** What you are asked to do **
Copy the records from the line containing "Task: kindly identify the groom's suit" through the end of the records, requests included. Offset each answer point coordinate by adding -140, and leave the requests and their format samples unchanged.

··· Items ···

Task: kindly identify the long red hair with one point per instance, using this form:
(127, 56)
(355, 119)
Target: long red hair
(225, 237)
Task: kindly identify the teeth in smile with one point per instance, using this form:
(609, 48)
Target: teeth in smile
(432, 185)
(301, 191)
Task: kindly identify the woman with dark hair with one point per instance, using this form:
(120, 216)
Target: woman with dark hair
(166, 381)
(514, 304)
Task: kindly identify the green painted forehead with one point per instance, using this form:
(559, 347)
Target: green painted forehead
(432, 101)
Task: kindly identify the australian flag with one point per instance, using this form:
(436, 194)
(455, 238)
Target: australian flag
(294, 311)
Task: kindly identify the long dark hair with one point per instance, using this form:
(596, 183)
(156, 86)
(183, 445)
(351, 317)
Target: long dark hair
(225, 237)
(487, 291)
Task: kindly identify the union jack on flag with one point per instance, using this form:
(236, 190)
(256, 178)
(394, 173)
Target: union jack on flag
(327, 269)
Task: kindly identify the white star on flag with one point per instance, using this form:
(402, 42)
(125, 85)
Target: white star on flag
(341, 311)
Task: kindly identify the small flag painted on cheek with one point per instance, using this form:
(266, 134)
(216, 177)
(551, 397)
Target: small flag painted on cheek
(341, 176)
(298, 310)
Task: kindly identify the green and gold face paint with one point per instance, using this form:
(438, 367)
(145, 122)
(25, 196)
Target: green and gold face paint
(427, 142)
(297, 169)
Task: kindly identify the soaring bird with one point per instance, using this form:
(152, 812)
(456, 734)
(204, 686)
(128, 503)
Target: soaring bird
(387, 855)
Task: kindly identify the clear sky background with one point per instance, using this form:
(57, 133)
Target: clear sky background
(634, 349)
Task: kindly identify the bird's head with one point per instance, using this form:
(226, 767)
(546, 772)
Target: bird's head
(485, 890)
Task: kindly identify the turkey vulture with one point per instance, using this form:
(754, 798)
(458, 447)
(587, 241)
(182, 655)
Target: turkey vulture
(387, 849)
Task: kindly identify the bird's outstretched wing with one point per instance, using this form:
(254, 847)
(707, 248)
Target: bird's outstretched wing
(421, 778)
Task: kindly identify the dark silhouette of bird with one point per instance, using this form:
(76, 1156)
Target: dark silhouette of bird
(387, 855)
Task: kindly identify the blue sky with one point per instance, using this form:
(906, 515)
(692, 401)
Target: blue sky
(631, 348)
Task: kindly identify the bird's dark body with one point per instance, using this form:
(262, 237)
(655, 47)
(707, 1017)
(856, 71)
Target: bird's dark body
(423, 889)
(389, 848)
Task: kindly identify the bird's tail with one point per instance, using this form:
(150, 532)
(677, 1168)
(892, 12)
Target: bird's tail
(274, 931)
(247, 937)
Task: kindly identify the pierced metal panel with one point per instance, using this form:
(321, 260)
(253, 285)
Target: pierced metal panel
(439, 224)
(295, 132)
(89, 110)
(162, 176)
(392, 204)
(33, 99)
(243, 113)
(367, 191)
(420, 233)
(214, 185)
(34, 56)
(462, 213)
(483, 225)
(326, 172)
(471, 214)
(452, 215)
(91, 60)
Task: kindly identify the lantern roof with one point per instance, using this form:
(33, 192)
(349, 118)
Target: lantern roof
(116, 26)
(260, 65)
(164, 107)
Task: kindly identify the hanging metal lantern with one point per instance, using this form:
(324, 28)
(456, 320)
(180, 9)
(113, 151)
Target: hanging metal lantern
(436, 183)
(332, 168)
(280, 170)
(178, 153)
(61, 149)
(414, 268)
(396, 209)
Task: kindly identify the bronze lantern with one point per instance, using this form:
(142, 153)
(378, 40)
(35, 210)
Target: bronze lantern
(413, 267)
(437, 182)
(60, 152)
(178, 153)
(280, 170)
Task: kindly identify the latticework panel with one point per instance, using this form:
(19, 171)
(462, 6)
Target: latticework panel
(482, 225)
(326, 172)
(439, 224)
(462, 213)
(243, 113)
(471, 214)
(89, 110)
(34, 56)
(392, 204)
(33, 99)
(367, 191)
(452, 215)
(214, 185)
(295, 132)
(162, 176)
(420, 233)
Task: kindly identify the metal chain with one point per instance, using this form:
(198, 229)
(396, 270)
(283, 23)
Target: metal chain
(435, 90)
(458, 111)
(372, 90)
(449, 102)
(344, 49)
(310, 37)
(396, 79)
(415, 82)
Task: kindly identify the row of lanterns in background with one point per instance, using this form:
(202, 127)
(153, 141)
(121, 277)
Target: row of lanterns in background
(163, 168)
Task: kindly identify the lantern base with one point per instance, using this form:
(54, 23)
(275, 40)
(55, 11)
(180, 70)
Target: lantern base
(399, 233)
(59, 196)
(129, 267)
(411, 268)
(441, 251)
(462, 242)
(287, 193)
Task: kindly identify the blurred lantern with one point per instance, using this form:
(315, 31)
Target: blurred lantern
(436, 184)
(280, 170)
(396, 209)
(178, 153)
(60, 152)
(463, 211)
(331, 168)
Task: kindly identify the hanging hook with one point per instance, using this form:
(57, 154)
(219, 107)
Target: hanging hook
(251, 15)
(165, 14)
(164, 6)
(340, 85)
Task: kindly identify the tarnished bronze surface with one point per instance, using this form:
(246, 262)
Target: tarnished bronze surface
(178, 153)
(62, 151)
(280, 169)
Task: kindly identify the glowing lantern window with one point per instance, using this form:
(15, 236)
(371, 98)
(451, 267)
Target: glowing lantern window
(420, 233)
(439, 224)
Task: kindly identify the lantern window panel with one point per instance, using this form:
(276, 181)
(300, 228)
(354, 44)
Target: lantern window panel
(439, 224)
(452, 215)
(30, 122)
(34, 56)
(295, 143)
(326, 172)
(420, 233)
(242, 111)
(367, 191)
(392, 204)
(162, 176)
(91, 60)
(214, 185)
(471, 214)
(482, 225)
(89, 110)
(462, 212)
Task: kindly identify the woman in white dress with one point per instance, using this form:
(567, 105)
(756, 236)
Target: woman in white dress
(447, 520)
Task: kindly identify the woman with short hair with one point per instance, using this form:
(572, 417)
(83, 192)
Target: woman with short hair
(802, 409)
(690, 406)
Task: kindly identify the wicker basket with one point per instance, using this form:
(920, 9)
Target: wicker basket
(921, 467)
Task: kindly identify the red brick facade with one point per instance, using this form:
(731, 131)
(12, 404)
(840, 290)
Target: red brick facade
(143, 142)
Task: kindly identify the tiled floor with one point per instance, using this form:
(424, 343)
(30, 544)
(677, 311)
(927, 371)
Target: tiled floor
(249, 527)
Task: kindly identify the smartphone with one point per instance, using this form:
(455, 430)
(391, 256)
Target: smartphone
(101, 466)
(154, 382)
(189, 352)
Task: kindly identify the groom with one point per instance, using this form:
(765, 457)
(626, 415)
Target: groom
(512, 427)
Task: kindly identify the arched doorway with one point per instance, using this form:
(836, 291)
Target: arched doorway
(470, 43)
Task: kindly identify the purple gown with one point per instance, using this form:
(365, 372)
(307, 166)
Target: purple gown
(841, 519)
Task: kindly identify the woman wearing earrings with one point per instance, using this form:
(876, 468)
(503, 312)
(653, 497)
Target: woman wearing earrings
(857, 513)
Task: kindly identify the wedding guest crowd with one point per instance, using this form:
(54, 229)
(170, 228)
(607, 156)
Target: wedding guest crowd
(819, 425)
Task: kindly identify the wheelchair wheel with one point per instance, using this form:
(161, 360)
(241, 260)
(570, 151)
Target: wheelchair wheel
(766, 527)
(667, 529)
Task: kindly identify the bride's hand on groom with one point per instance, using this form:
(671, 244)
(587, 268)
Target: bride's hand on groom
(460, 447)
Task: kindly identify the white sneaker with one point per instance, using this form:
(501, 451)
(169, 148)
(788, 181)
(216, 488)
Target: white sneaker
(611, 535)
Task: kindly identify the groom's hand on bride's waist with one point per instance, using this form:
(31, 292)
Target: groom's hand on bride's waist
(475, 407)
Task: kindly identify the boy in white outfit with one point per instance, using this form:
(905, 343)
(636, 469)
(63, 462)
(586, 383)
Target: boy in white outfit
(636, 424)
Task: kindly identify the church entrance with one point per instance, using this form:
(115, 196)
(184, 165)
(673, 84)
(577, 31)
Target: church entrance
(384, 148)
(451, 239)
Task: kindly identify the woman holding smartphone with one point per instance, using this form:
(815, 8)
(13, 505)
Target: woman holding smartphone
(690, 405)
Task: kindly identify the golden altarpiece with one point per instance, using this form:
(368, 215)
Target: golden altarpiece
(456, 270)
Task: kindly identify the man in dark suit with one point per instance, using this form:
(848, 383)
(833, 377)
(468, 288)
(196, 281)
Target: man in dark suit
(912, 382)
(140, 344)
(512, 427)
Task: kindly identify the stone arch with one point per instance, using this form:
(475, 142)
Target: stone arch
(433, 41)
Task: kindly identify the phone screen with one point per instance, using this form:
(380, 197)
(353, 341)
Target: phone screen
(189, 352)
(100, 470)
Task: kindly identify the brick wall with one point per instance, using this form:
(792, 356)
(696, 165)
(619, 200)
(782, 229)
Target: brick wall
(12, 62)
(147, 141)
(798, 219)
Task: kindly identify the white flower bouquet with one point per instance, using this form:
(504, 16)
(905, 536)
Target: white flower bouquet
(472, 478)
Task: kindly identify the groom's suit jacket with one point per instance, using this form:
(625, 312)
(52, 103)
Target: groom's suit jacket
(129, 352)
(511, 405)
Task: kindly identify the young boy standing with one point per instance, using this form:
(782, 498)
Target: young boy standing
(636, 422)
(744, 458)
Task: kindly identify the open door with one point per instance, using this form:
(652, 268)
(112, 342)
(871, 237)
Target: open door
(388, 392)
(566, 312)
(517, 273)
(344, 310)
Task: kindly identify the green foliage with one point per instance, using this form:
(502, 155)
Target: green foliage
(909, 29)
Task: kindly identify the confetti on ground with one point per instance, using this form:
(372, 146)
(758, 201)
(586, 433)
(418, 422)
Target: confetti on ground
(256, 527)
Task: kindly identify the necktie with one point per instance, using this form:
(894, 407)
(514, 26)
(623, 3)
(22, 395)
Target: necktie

···

** Final result **
Task: kindly identify the groom's suit jacket with one point per instance, using this form:
(625, 312)
(52, 103)
Target: groom's suit jacket
(-11, 212)
(371, 265)
Task: kindly identify the young boy standing with one point per instance, using this form:
(782, 498)
Target: young boy standing
(496, 282)
(604, 318)
Task: kindly identify the open door with one point per instance, using this form:
(652, 268)
(112, 342)
(871, 237)
Target: open door
(248, 252)
(426, 172)
(377, 133)
(204, 170)
Task: kindly identify the green foliage with one point per instance, using this form:
(502, 155)
Target: green foliage
(769, -111)
Task: kindly identify the confetti on ground with one point per instance, using this form:
(372, 146)
(758, 201)
(586, 433)
(418, 422)
Target: confetti on ground
(116, 387)
Task: kindly identify the necktie with one point per instance, using this form:
(894, 407)
(514, 26)
(623, 3)
(22, 395)
Target: necktie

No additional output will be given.